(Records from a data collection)
begin

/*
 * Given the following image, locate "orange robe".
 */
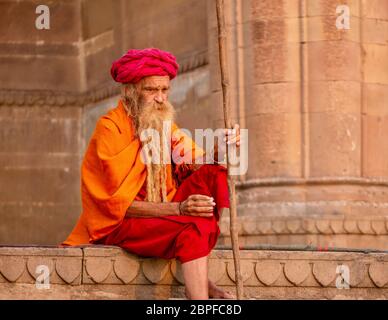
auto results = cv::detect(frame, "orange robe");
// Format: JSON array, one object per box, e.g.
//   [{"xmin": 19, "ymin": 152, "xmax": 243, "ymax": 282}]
[{"xmin": 62, "ymin": 101, "xmax": 204, "ymax": 246}]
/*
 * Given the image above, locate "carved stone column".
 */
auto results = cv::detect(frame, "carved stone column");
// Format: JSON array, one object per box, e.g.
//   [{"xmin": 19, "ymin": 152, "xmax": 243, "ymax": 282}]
[{"xmin": 209, "ymin": 0, "xmax": 388, "ymax": 249}]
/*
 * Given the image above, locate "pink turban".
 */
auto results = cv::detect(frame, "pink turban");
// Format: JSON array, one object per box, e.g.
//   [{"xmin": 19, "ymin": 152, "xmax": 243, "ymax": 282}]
[{"xmin": 110, "ymin": 48, "xmax": 179, "ymax": 83}]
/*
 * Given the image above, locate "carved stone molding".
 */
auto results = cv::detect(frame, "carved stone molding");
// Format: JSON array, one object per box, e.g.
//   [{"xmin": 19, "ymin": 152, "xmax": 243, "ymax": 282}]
[
  {"xmin": 0, "ymin": 246, "xmax": 388, "ymax": 293},
  {"xmin": 219, "ymin": 216, "xmax": 388, "ymax": 236}
]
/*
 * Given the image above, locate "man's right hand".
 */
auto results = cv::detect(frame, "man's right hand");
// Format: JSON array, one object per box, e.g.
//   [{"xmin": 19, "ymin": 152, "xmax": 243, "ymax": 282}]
[{"xmin": 180, "ymin": 194, "xmax": 216, "ymax": 217}]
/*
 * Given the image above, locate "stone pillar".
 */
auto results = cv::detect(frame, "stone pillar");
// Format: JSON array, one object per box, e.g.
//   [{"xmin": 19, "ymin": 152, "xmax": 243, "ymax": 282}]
[
  {"xmin": 209, "ymin": 0, "xmax": 388, "ymax": 249},
  {"xmin": 0, "ymin": 0, "xmax": 212, "ymax": 244}
]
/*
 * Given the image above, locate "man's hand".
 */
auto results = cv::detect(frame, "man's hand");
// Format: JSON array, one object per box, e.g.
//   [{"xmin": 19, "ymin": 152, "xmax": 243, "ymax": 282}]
[{"xmin": 180, "ymin": 194, "xmax": 216, "ymax": 217}]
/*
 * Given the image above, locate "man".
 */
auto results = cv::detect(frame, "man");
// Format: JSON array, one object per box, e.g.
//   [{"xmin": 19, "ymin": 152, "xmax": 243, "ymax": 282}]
[{"xmin": 63, "ymin": 48, "xmax": 240, "ymax": 299}]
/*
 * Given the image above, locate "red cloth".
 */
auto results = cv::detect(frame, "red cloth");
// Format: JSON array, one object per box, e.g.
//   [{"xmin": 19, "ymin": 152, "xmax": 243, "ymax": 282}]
[
  {"xmin": 96, "ymin": 165, "xmax": 229, "ymax": 263},
  {"xmin": 111, "ymin": 48, "xmax": 179, "ymax": 83}
]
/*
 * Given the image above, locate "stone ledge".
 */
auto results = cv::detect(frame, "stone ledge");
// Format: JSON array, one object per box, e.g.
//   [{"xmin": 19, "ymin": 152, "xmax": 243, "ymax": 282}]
[
  {"xmin": 220, "ymin": 215, "xmax": 388, "ymax": 236},
  {"xmin": 0, "ymin": 246, "xmax": 388, "ymax": 299}
]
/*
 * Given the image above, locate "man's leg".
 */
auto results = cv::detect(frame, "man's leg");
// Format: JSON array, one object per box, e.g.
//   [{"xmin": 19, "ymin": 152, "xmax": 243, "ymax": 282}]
[{"xmin": 182, "ymin": 256, "xmax": 209, "ymax": 300}]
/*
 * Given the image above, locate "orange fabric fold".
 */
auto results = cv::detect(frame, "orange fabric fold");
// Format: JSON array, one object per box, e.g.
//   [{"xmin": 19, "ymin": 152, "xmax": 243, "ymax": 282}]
[{"xmin": 62, "ymin": 101, "xmax": 204, "ymax": 246}]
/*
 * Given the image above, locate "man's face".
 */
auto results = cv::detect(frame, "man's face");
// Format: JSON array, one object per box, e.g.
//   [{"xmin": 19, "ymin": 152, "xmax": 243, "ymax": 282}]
[{"xmin": 138, "ymin": 76, "xmax": 170, "ymax": 104}]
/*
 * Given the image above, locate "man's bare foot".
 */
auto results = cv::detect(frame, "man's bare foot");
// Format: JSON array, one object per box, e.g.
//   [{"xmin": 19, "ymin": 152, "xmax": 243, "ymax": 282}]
[{"xmin": 208, "ymin": 280, "xmax": 236, "ymax": 299}]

end

**PROBLEM REQUIREMENTS:** Extract every line of the data exactly; pictures stay out.

**ANSWER BELOW:**
/*
 * Given the following image, locate "orange robe".
 */
auto results = cv::detect(frame, "orange robe");
// Format: JSON array, one object per box, e.g.
//   [{"xmin": 19, "ymin": 152, "xmax": 243, "ymax": 282}]
[{"xmin": 62, "ymin": 101, "xmax": 204, "ymax": 246}]
/*
 * Given the image above, locate "carved stone column".
 */
auto results = cv::detect(frame, "carved stone column");
// Format: JSON array, one object per box, e.g.
//   [{"xmin": 19, "ymin": 152, "xmax": 243, "ymax": 282}]
[{"xmin": 209, "ymin": 0, "xmax": 388, "ymax": 249}]
/*
 * Given the image above, locate "pink turban".
 */
auto results = cv::detect(frame, "pink turban");
// Format: JSON array, one object per box, e.g.
//   [{"xmin": 19, "ymin": 152, "xmax": 243, "ymax": 282}]
[{"xmin": 110, "ymin": 48, "xmax": 179, "ymax": 83}]
/*
 * Given the image above, locate "carved stone molding".
 */
auto results = cv::detect(frame, "carved stone molding");
// Format: JSON array, one object per box, e.g.
//   [{"xmin": 19, "ymin": 152, "xmax": 243, "ymax": 282}]
[
  {"xmin": 0, "ymin": 246, "xmax": 388, "ymax": 293},
  {"xmin": 219, "ymin": 216, "xmax": 388, "ymax": 236}
]
/*
 * Given the image above, locate "man's right hand".
 */
auto results = cv::detect(frame, "man's right hand");
// Format: JSON array, one object per box, e.g.
//   [{"xmin": 19, "ymin": 152, "xmax": 243, "ymax": 282}]
[{"xmin": 180, "ymin": 194, "xmax": 216, "ymax": 217}]
/*
 * Given the image above, locate "stone pillar".
 */
auto results = cv::detect(frame, "stone pillar");
// Format: JSON array, one object per box, e.g.
//   [{"xmin": 19, "ymin": 152, "xmax": 243, "ymax": 282}]
[
  {"xmin": 209, "ymin": 0, "xmax": 388, "ymax": 249},
  {"xmin": 0, "ymin": 0, "xmax": 212, "ymax": 244}
]
/*
 * Given the image above, locate "man's hand".
 */
auto results = cv::detect(frame, "man's hand");
// Format: JSON array, one object per box, e.g.
//   [{"xmin": 19, "ymin": 152, "xmax": 243, "ymax": 282}]
[{"xmin": 180, "ymin": 194, "xmax": 216, "ymax": 217}]
/*
 * Given the image above, locate "man".
 */
auto results = cv::detect(frame, "man");
// Format: JSON array, one object per box, e.g.
//   [{"xmin": 19, "ymin": 152, "xmax": 243, "ymax": 282}]
[{"xmin": 63, "ymin": 48, "xmax": 240, "ymax": 299}]
/*
 * Given the image above, locate "red cloth".
 */
auto results = cv::detect(frame, "red cloth");
// Format: JSON array, one object per box, e.g.
//   [{"xmin": 19, "ymin": 152, "xmax": 243, "ymax": 282}]
[
  {"xmin": 96, "ymin": 165, "xmax": 229, "ymax": 263},
  {"xmin": 111, "ymin": 48, "xmax": 179, "ymax": 83}
]
/*
 * Given the image above, locate "stone ledge".
 */
auto results = cv::detect(frame, "stone ledge");
// Format: JSON array, one object per box, e.g.
//   [{"xmin": 19, "ymin": 152, "xmax": 243, "ymax": 282}]
[
  {"xmin": 220, "ymin": 215, "xmax": 388, "ymax": 236},
  {"xmin": 0, "ymin": 246, "xmax": 388, "ymax": 299}
]
/*
 * Given the image above, locate "man's leg".
 */
auto results = cv::detect(frame, "man's leg");
// Format: JSON array, one object per box, e.g.
//   [{"xmin": 19, "ymin": 152, "xmax": 243, "ymax": 282}]
[{"xmin": 182, "ymin": 256, "xmax": 209, "ymax": 300}]
/*
 * Given the image above, locate "orange fabric fold".
 */
auto results = cv::detect(frame, "orange fabric fold");
// Format: JSON array, one object per box, e.g.
//   [{"xmin": 19, "ymin": 152, "xmax": 243, "ymax": 282}]
[{"xmin": 62, "ymin": 101, "xmax": 204, "ymax": 246}]
/*
 * Given the image above, locate "man's face".
 */
auto results = cv::detect(frame, "man's face");
// Format: JSON array, one object per box, e.g.
//   [{"xmin": 19, "ymin": 152, "xmax": 243, "ymax": 282}]
[{"xmin": 138, "ymin": 76, "xmax": 170, "ymax": 104}]
/*
 * Given the image above, locate "man's bare foot".
 */
auto results = cv::detect(frame, "man's bare foot");
// Format: JSON array, one object per box, e.g.
//   [{"xmin": 19, "ymin": 152, "xmax": 243, "ymax": 282}]
[{"xmin": 208, "ymin": 280, "xmax": 236, "ymax": 299}]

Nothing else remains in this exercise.